◆ Exercise brief:
Your job is to transcribe the material exactly, every line included.

◆ Source information:
..............................

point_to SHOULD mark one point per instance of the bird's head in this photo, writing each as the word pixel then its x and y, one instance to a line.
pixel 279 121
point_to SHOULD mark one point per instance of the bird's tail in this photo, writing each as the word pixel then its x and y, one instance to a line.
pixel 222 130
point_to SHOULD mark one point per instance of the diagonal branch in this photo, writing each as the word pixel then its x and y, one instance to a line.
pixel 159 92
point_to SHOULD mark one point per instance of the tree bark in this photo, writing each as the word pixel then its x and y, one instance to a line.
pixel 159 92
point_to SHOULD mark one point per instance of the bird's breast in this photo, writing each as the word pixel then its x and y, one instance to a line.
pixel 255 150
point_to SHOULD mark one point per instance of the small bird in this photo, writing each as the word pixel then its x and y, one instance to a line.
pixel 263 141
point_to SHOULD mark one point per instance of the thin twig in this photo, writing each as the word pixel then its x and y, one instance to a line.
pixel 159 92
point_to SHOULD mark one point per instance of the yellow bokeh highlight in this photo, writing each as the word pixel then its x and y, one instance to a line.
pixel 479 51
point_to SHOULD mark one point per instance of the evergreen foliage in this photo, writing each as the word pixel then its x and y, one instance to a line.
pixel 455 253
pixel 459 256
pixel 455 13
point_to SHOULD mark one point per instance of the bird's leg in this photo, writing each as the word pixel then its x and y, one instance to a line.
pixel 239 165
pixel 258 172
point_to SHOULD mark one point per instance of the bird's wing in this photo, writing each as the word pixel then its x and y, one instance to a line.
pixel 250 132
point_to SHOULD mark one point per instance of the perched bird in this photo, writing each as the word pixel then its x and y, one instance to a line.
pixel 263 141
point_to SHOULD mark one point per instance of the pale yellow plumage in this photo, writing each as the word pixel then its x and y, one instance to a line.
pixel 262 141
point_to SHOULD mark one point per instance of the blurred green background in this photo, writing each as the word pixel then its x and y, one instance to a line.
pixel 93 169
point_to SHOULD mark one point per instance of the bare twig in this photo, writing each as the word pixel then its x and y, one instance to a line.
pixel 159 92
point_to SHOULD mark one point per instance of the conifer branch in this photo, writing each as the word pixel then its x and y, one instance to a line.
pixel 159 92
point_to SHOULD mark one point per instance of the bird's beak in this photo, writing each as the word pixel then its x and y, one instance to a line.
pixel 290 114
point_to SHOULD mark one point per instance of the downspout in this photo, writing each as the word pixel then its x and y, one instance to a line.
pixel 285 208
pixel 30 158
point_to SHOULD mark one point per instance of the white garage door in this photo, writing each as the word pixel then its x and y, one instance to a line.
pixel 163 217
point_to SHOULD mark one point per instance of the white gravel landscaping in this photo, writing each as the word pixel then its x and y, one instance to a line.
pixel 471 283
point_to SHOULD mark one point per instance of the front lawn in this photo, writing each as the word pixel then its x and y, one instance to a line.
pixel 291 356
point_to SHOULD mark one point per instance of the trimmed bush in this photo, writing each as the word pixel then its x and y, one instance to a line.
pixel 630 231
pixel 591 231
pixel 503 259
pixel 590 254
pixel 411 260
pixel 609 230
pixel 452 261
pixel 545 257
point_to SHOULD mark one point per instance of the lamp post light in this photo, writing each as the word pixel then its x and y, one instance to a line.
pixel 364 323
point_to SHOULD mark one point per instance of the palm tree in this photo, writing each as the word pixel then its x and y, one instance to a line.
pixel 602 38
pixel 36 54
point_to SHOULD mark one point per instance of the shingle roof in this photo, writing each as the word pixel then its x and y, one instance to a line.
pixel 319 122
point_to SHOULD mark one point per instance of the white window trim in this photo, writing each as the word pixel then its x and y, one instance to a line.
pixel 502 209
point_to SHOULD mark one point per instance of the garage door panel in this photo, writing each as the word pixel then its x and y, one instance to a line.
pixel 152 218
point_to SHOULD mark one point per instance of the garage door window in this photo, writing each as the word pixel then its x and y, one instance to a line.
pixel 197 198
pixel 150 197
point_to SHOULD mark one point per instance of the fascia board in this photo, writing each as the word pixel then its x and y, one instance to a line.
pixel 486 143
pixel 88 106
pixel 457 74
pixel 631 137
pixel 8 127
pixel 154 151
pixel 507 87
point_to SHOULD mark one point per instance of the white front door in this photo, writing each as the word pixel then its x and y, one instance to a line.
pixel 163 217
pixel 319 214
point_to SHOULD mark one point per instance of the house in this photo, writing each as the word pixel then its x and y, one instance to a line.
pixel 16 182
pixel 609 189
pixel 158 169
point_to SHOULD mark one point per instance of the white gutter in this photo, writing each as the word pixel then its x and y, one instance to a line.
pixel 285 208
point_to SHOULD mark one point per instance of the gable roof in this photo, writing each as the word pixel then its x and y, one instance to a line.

..............................

◆ Your solution:
point_to SHOULD mark one point per instance of the bird's head in this photo, writing each as the word pixel then its x and y, one instance to a line.
pixel 279 121
point_to SHOULD mark one point per instance of the bird's tail in this photo, writing each as the word pixel then its x and y, one instance to a line.
pixel 222 130
point_to SHOULD mark one point per instance of the diagonal branch in this photo, writing each as the word pixel then its x and y, one instance to a line.
pixel 159 92
point_to SHOULD mark one point per instance of the tree bark in this photo, writing each as the word pixel then its x and y, one instance to a line.
pixel 159 92
point_to SHOULD mark one point per instance of the bird's breast in this photo, writing each as the word pixel then its x and y, one instance to a line.
pixel 255 150
point_to SHOULD mark one point per instance of the small bird in this photo, writing each as the word pixel then its x and y, one instance to a line.
pixel 263 141
point_to SHOULD mark one point per instance of the thin twig in this photo, writing each as the word pixel then its x and y, one instance to a line.
pixel 159 92
point_to SHOULD mark one point per instance of the yellow bokeh highlight in this photo, writing each as the word pixel then its x and y, one instance to a line.
pixel 479 51
point_to SHOULD mark one point per instance of the evergreen foliage in this photo, writing each as the word pixel then its x and y, one instance to a line.
pixel 455 253
pixel 459 256
pixel 455 13
point_to SHOULD mark one point per instance of the bird's leg in this photo, writing each as the word pixel then its x and y, one instance to a line.
pixel 239 165
pixel 258 172
point_to SHOULD mark one point per instance of the bird's wing in this photo, writing each as the word pixel then its x and y, one instance to a line.
pixel 250 132
point_to SHOULD mark one point per instance of the perched bird in this photo, writing each as the word pixel then its x and y, one instance to a line.
pixel 263 141
point_to SHOULD mark one point per instance of the pale yellow plumage in this photo, writing each as the word pixel then its x and y, one instance to a line.
pixel 262 141
point_to SHOULD mark one point per instance of the blurred green background in this photo, writing each as the word pixel then its x and y, one instance to a line.
pixel 93 169
point_to SHOULD mark one point per instance of the bare twig in this photo, writing each as the word pixel then its x and y, one instance to a line.
pixel 159 92
point_to SHOULD mark one point per instance of the conifer branch in this photo, writing each as the word pixel then its x and y, one instance to a line.
pixel 159 92
point_to SHOULD mark one point per instance of the bird's beak in this photo, writing each as the word pixel then its x and y, one instance to a line.
pixel 290 114
point_to SHOULD mark one point per instance of the downspout in this photo, writing each as the word pixel then its x and y, one instance to a line.
pixel 285 208
pixel 30 158
point_to SHOULD mark one point per instance of the white garage door in this photo, writing each as the word pixel then its x and y, one instance to a line.
pixel 163 217
point_to SHOULD mark one point per instance of the white gravel landscaping in this photo, writing each as the word pixel then its x and y, one instance to a line.
pixel 471 283
point_to SHOULD mark one point per instance of the front lawn in this photo, writing each as the word pixel then its x and y, one instance to a line.
pixel 291 356
point_to SHOULD mark one point per instance of the trimmed bush in this photo, writing each as the word pixel then its x and y, one instance to a line.
pixel 630 231
pixel 591 231
pixel 503 259
pixel 590 254
pixel 411 260
pixel 609 230
pixel 452 261
pixel 545 257
point_to SHOULD mark one point per instance of the lamp post light in this photo, writing each as the word pixel then its x and y, one instance to a line.
pixel 364 323
point_to SHOULD mark one point per instance of the palm tree in this photo, writing each as the word pixel then its x and y, one instance to a line.
pixel 602 38
pixel 36 54
point_to SHOULD mark one point per instance of the shingle roof in this photo, writing each as the word pixel then its x and y, one instance to a line.
pixel 319 122
point_to SHOULD mark one point per instance of the white window trim in this photo, writing each as the word pixel then its x and y, one instance to a line.
pixel 502 209
point_to SHOULD mark one point per instance of the garage door panel in this photo, writing each as the word pixel then its x and y, one instance to a line.
pixel 152 218
point_to SHOULD mark one point per instance of the garage door window in this photo, writing each as the word pixel then its x and y, one instance to a line.
pixel 197 198
pixel 150 197
point_to SHOULD mark one point per instance of the fascia board in this photo, writing each as the word pixel then its x and y, one instance to a line.
pixel 486 143
pixel 88 106
pixel 457 74
pixel 631 137
pixel 8 127
pixel 154 151
pixel 507 87
point_to SHOULD mark one point per instance of the white front door in this photo, writing each as the word pixel then its x and y, one instance to a line.
pixel 163 217
pixel 319 214
point_to SHOULD mark one point per instance of the house in this photo, writing each as the word pixel then its x and y, one instance to a line.
pixel 16 182
pixel 609 189
pixel 158 169
point_to SHOULD mark one point per instance of the white gutter in this photo, writing each as the word pixel then its x and y, one instance to a line.
pixel 285 208
point_to SHOULD mark one point per instance of the gable roof in this photo, writing each as the word pixel then its x and y, one instance to a line.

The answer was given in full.